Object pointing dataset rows
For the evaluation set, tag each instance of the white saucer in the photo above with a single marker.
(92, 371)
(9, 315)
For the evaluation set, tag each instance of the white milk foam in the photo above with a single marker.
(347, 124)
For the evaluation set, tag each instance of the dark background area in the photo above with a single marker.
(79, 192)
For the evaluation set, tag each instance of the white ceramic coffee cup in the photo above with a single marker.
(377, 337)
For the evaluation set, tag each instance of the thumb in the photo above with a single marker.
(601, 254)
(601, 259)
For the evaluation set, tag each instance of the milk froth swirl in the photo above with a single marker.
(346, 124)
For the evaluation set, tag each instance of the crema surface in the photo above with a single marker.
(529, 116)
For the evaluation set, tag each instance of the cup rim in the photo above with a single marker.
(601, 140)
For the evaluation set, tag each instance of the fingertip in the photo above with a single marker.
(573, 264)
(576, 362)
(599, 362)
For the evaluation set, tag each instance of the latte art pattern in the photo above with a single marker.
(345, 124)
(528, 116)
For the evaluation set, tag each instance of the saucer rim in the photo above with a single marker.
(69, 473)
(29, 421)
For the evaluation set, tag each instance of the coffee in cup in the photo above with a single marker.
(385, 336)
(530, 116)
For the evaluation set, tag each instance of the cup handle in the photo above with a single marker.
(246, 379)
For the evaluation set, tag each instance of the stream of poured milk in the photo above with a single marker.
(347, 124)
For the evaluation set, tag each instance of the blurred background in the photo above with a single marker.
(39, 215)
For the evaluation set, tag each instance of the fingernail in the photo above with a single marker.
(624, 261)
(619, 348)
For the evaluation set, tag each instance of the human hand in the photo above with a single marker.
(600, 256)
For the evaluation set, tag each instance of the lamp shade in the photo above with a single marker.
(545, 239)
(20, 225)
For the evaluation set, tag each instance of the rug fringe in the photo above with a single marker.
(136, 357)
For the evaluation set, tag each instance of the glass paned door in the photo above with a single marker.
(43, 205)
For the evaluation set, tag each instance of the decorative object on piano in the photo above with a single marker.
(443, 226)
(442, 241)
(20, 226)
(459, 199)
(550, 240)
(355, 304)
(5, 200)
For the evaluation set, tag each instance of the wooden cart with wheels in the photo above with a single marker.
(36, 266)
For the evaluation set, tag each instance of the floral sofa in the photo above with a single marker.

What this task involves: Transcribe every line of the object pointing data above with no changes at all.

Finished exercise:
For the evaluation set, tag each instance of the white saucer in the photo above with a single marker.
(92, 371)
(9, 315)
For the evaluation set, tag each instance of the white milk foam in the photo above with a single marker.
(347, 124)
For the evaluation set, tag each instance of the dark background area in the photo above with a single marker.
(79, 192)
For the evaluation set, tag each instance of the white ceramic coffee cup in the photo above with a single marker.
(377, 337)
For the evaluation set, tag each instance of the thumb in the photo above with a single marker.
(601, 254)
(601, 259)
For the evaluation set, tag each instance of the milk froth swirl in the photo above with a single marker.
(346, 124)
For the evaluation set, tag each instance of the crema surface in the photo above with a single marker.
(529, 116)
For the evaluation set, tag each instance of the cup rim in the photo above with a single marker.
(601, 140)
For the evaluation set, tag each instance of the fingertip in the photo above with a single marker.
(573, 264)
(576, 362)
(599, 362)
For the evaluation set, tag each instance of the latte art pattern in the photo above with a single marker.
(345, 124)
(528, 116)
For the evaluation set, tag each instance of the saucer rim in the photo above with a single marker.
(69, 473)
(29, 421)
For the evaluation set, tag each instance of the coffee in cup in the photo above with a single marker.
(385, 336)
(530, 116)
For the evaluation set, tag each instance of the cup handle in the photo above with a single marker.
(246, 379)
For the evaluation set, tag each instance of the stream of poured milk in the photo above with a single marker.
(347, 124)
For the evaluation set, tag each instance of the blurred background in the photo above with a single marker.
(39, 215)
For the evaluation set, tag each instance of the fingernail in the photo above with a single marker.
(624, 261)
(619, 348)
For the evaluation set, tag each instance of the human hand in the photo above with a single marker.
(600, 256)
For the evaluation set, tag each instance of the lamp shade in the photo above with a single marker.
(545, 239)
(20, 225)
For the evaluation set, tag each instance of the rug fringe in the photo above with a single marker.
(136, 357)
For the evaluation set, tag each instance of the glass paned door in the photo above with a single marker.
(43, 205)
For the evaluation set, tag each instance of the decorative object on piano in the photo above with a single marker.
(443, 226)
(442, 241)
(20, 226)
(459, 199)
(550, 240)
(355, 304)
(5, 200)
For the evaluation set, tag each instance of the wooden cart with wheels in the photo above with a single marker.
(36, 266)
For the evaluation set, tag each instance of the floral sofa in the photo above with a single marker.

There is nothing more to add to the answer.